START Quoted passage

3. How many different ways are there to code (DNA nucleotide code) for an average human protein? In practice what are some of the reasons that all of these different codes don’t work to code for the protein of interest?

In double-stranded DNA, there are six possible reading frames: three reading from the top strand, and three reading from the bottom strand. However, just one of the six frames is used to code for a protein, the rest of them do not work because a start codon is necessary to define the frame, and the ribosome binds specifically to the correct initiation site, determining that reading frame for the gene.

Homework Questions from Dr. LeProust:

1. What’s the most commonly used method for oligo synthesis currently?

Phosphoramidite synthesis

2. Why is it difficult to make oligos longer than 200nt via direct synthesis?

Chemical synthesis methods, including the phosphoramidite process, cannot reliably produce oligonucleotides longer than 200 nucleotides. This limitation is due to accumulating errors with each synthetic cycle (Hoose et al. 2023, cited in Yin et al., 2024).

3. Why can’t you make a 2000bp gene via direct oligo synthesis?

This is because the length is superior to the 200nt that can be reliably created during phosphoramidite synthesis. So to achieve the 2000bp gene, you would have to do multiple rounds of smaller oligos and then stitch them together.

Homework Question from George Church: Choose ONE of the following three questions to answer; and please cite AI prompts or paper citations used, if any.

1. What are the 10 essential amino acids in all animals and how does this affect your view of the “Lysine Contingency”?

The main 10 aminoacids are: Arginine, Isoleucine, lysine, Methionine, Phenylalanine, Histidine, Leucine, Threonine, Tryptophan and Valine. Now, according to the Jurassic Park Wiki, the Lysine Contingency “is intended to prevent the spread of the animals in case they ever got off the island. Dr. Wu inserted a gene that creates a single faulty enzyme in protein metabolism. The animals can’t manufacture the amino acid lysine. Unless they’re continually supplied with lysine by us, they’ll slip into a coma and die”

END Quoted passage
START Dataset entries

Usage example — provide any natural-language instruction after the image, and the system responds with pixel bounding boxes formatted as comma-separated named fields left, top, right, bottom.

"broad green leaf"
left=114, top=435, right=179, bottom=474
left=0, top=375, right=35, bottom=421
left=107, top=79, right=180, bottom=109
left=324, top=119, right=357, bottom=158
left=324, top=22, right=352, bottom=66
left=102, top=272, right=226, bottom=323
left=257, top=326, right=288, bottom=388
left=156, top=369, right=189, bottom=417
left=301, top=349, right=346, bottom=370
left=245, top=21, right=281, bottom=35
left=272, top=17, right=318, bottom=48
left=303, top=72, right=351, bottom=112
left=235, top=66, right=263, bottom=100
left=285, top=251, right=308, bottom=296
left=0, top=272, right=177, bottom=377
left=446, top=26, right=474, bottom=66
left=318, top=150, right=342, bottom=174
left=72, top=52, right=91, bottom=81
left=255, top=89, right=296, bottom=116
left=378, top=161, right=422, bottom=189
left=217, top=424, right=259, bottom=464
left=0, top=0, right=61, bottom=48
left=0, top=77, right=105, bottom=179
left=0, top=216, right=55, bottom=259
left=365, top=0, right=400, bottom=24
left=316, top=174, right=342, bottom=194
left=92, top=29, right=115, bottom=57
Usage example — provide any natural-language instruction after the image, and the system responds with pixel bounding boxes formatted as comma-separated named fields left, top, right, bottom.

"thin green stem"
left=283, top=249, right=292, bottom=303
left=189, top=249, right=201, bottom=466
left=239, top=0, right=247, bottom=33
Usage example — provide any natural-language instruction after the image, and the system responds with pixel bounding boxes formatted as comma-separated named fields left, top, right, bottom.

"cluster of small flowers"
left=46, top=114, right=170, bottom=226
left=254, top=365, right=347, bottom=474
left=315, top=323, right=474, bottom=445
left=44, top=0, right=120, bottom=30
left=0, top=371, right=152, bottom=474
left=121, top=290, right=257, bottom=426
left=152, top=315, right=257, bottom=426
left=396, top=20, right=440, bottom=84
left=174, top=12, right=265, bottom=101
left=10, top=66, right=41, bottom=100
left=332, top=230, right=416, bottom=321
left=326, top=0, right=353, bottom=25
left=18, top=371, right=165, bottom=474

END Dataset entries

**What this task involves**
From the homework text on DNA and oligo synthesis, reproduce word for word everything from "1. What’s the" down to "et al., 2024).".

**Answer for this exercise**
1. What’s the most commonly used method for oligo synthesis currently?

Phosphoramidite synthesis

2. Why is it difficult to make oligos longer than 200nt via direct synthesis?

Chemical synthesis methods, including the phosphoramidite process, cannot reliably produce oligonucleotides longer than 200 nucleotides. This limitation is due to accumulating errors with each synthetic cycle (Hoose et al. 2023, cited in Yin et al., 2024).